L’amitié, c’est un pilier de nos vies. Avoir quelqu’un avec qui rire, se confier et partager des moments rend le quotidien plus doux. Mais parfois, ces relations nous tirent vers le bas plutôt que de nous faire grandir. C’est l’amitié toxique. Même les adultes ne sont pas à l’abri de ce type de relation. On a tous connu un ami qui gruge plus d’énergie qu’il n’en donne…
Chez les enfants et les ados, ces dynamiques sont encore plus délicates. Comme parent, voir son enfant coincé dans une relation qui lui fait mal est difficile. On voudrait l’en protéger… mais ce n’est jamais aussi simple.
C’est quoi une amitié toxique?
Une amitié toxique, ce n’est pas une chicane ou une petite jalousie normale entre amis. C’est une relation où, de façon répétée, il y a un déséquilibre. Un domine, l’autre subit. Au lieu d’apporter du plaisir, la relation génère du stress, de la peur ou de la tristesse.
Un exemple? Ton enfant se fait dire : « Si tu ne fais pas ça, je ne suis plus ton ami », ou « Je vais dire ton secret à tout le monde ». Au lieu de rentrer joyeux après une activité avec des amis, il revient découragé, honteux ou en larmes.

Les signes qui alertent
Certaines attitudes reviennent souvent : le chantage affectif, les moqueries répétées, les surnoms humiliants, la jalousie excessive qui isole l’enfant de ses autres amis. Parfois, c’est l’anxiété avant une rencontre: « J’ai mal au ventre, je ne veux pas y aller » ou une tristesse persistante après. Quand ces signaux s’accumulent, il est temps d’y porter attention.
Pourquoi ça arrive?
Les causes sont variées. Certains enfants n’ont pas encore appris à résoudre les conflits autrement qu’en dominant ou en cédant. D’autres manquent de confiance pour poser leurs limites ou ne veulent pas déplaire.
Les réseaux sociaux accentuent aussi les blessures : être retiré d’un groupe Messenger ou ne pas apparaître dans une photo de gang peut blesser autant qu’une exclusion dans la cour d’école.
Et à l’adolescence, le besoin d’appartenir à une gang est immense. Cette quête de reconnaissance est normale, mais elle rend les jeunes plus vulnérables aux dynamiques toxiques.

La réalité particulière des enfants doués
Chez les enfants doués, les amitiés peuvent être encore plus intenses. Leur hypersensibilité amplifie la douleur du rejet. Leur décalage de maturité ou leurs intérêts différents compliquent aussi les choses. Parfois, pour ne pas être seuls, ils tolèrent des relations toxiques simplement pour appartenir à un groupe.
Valider leur sensibilité, reconnaître leurs différences et leur permettre de rencontrer des pairs qui partagent leurs passions peut faire toute la différence.

**À compléter**
a) D'après le texte sur l'amitié toxique, qu'est-ce qui amplifie la douleur du rejet chez les enfants doués?
b) Poursuivez le texte sur l'amitié toxique à la suite de sa dernière phrase.

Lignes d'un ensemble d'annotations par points

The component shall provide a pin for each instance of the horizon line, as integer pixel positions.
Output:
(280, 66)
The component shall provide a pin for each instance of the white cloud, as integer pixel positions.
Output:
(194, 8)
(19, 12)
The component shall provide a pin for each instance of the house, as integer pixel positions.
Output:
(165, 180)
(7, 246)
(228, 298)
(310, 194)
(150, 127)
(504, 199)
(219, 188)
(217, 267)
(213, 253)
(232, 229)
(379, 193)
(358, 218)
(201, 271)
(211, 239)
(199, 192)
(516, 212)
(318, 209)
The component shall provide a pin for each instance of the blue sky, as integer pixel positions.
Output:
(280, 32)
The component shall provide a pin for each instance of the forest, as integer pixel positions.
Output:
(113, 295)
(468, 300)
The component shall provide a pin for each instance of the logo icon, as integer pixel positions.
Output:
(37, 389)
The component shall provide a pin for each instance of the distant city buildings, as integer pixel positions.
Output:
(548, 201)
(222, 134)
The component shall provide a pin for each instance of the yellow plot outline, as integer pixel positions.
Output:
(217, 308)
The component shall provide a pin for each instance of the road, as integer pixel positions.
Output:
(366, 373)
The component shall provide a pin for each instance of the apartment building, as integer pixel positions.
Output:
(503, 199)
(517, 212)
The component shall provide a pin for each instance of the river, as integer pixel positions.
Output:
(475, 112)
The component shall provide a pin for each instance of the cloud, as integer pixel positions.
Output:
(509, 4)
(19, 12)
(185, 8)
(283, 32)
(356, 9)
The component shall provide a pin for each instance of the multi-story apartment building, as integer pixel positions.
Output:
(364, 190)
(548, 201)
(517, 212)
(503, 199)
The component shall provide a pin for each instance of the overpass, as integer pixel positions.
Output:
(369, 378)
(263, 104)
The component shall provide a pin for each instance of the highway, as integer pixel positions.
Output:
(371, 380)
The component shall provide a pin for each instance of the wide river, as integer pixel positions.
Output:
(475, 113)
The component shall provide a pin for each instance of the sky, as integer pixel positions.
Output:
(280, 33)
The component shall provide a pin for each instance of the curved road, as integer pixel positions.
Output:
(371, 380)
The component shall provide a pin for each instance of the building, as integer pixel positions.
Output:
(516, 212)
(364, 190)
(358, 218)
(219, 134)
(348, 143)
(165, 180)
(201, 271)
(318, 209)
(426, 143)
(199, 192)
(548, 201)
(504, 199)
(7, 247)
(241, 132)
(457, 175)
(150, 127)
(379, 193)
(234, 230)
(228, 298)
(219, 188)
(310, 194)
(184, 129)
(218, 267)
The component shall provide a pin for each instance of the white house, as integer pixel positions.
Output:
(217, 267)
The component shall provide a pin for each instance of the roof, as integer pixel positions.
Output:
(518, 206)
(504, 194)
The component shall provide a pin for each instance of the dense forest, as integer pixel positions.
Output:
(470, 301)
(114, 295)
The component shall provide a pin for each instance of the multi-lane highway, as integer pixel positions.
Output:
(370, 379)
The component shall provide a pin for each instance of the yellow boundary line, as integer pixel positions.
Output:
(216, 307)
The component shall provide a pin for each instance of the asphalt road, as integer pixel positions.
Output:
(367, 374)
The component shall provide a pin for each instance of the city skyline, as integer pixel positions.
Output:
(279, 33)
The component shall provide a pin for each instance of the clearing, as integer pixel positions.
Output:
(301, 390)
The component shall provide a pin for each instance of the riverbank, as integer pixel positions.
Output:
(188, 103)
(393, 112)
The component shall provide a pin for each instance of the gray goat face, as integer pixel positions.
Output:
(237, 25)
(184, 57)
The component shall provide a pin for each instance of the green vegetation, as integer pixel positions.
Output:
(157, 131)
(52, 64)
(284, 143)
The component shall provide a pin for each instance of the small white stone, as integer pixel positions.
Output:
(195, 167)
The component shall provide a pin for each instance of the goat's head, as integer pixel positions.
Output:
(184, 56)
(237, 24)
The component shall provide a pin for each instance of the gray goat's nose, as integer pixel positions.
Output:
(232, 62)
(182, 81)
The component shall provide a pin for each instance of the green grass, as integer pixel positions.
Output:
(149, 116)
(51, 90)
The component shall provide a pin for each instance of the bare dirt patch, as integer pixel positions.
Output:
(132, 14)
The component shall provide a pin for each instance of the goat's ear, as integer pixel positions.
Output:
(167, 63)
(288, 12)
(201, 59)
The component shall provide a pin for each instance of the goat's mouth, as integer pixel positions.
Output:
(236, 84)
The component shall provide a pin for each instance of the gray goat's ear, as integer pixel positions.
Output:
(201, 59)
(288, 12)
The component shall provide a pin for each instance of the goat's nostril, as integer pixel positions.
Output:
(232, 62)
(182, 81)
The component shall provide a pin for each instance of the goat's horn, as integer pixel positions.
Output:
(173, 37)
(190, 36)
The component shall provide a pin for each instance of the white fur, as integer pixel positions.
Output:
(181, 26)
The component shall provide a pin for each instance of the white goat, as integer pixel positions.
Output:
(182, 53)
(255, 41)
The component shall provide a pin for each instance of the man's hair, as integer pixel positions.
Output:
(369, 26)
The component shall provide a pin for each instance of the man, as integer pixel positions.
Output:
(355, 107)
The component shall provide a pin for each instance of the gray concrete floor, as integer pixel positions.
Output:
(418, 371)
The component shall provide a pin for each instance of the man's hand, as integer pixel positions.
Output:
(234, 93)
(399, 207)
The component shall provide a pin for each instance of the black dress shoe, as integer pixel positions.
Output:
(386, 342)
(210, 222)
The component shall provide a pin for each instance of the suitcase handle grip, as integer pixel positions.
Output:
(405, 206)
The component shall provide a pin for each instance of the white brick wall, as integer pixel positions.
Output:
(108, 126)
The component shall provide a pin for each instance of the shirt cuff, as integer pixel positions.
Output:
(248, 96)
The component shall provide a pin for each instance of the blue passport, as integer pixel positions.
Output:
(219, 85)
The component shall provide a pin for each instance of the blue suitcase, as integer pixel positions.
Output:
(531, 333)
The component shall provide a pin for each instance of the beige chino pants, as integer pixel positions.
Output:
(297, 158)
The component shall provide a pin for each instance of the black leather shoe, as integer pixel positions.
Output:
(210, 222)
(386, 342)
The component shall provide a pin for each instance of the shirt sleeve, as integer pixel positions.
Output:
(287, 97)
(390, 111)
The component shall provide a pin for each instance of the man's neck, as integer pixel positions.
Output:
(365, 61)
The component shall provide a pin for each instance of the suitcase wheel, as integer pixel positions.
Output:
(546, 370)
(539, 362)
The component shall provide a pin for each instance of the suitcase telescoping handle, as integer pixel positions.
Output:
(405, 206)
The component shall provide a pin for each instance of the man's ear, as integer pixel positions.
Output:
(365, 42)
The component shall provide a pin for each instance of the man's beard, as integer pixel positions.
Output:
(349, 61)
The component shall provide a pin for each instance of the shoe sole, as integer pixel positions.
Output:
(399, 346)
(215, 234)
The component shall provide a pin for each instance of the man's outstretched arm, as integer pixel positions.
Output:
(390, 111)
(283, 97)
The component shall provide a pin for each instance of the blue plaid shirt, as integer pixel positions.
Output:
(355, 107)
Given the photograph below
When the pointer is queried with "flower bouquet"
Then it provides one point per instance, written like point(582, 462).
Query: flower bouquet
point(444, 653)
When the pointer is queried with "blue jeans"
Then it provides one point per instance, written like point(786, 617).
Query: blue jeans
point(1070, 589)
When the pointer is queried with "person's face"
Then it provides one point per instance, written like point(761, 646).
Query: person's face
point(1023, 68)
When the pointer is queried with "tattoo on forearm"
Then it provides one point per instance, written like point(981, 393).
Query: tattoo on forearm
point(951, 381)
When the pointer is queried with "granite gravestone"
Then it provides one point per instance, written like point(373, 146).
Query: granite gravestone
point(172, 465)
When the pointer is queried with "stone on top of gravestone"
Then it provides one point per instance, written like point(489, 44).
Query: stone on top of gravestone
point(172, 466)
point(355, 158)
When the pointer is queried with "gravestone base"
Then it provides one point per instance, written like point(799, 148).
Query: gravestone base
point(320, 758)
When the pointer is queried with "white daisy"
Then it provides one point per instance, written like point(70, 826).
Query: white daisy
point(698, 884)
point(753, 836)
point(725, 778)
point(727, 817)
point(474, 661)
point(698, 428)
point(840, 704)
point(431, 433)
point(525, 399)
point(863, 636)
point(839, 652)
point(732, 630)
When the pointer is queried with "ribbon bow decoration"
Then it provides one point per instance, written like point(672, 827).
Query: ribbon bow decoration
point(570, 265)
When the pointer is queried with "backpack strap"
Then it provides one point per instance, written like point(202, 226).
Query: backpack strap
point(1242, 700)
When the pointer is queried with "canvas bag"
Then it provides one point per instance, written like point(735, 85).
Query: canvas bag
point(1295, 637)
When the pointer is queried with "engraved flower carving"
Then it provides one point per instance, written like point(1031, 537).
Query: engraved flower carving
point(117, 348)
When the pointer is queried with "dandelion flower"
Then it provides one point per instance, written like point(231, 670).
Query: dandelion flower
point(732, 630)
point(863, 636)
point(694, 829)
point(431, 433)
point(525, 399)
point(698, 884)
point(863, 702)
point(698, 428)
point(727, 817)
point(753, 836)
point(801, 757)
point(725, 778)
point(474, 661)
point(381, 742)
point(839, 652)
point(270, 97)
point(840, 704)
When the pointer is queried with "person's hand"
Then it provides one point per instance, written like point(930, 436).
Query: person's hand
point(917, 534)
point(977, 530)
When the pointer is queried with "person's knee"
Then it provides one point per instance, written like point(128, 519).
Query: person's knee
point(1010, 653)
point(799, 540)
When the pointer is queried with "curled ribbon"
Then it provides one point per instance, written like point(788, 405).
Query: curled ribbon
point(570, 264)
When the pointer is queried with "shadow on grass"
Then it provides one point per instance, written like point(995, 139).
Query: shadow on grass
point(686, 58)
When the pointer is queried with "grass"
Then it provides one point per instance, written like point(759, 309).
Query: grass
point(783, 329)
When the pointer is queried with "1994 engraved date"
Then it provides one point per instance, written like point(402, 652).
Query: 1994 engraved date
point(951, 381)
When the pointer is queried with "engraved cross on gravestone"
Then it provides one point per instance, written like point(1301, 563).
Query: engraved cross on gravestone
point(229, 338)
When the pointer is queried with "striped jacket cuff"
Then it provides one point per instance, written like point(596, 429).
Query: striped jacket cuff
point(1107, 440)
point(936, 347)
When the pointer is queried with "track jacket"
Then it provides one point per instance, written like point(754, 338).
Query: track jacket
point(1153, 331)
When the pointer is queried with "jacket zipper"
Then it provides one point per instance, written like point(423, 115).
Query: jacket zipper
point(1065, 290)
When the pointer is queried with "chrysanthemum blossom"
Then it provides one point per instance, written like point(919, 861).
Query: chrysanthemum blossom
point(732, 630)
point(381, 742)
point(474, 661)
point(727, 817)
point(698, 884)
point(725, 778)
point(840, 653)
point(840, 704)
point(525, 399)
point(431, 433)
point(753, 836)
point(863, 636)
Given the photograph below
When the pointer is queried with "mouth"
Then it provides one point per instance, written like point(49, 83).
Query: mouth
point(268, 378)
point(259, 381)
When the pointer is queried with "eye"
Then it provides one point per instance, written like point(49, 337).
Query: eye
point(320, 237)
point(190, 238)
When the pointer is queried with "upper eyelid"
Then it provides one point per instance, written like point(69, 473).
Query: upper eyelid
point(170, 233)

**Réponses finales**
a) Leur hypersensibilité.

b)
L’amitié est censée nourrir, pas blesser. Une amitié saine donne des ailes, une amitié toxique les coupe. Comme parent, on ne peut pas choisir les amis de nos enfants, mais on peut rester présent, écouter, mettre des mots et, au besoin, aller chercher de l’aide. C’est en les accompagnant ainsi qu’on leur permet de bâtir des relations qui les font grandir plutôt que souffrir.
Ce que ça fait comme parent
Assister à ça est difficile. On voudrait dire à notre enfant de couper les ponts immédiatement, mais pour lui, ce n’est pas si simple. Cet ami représente peut-être sa seule porte d’entrée dans le groupe. Rompre le lien peut équivaloir à se retrouver seul.
Plutôt que de critiquer son ami, on peut mettre des mots sur ce qu’on observe : « J’ai remarqué que tu semblais triste quand il t’a dit que tu n’étais plus son ami si tu refusais ». Ça ouvre la discussion sans l’obliger à se défendre.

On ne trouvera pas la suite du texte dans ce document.